Nothing but the pictures should be left out when you copy the records exactly.

__Supplied material__:
^^^^^^^^

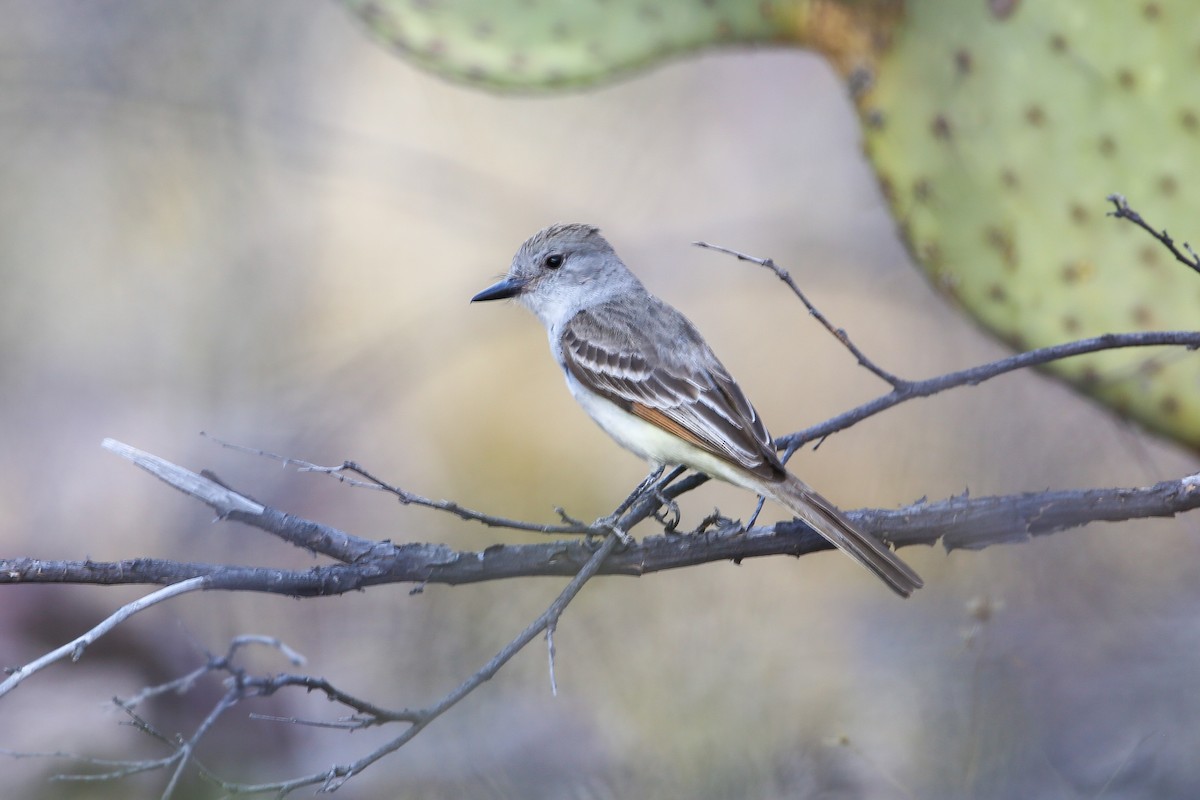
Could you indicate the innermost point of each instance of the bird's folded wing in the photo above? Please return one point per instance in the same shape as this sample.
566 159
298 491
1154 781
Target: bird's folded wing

^^^^^^^^

__Written response__:
Could you indicate the innermost point of each instance of the bird's folded wing in the photo above? Please return one point per instance in the same shape as this sample.
566 159
298 491
1154 781
Target: bird's folded wing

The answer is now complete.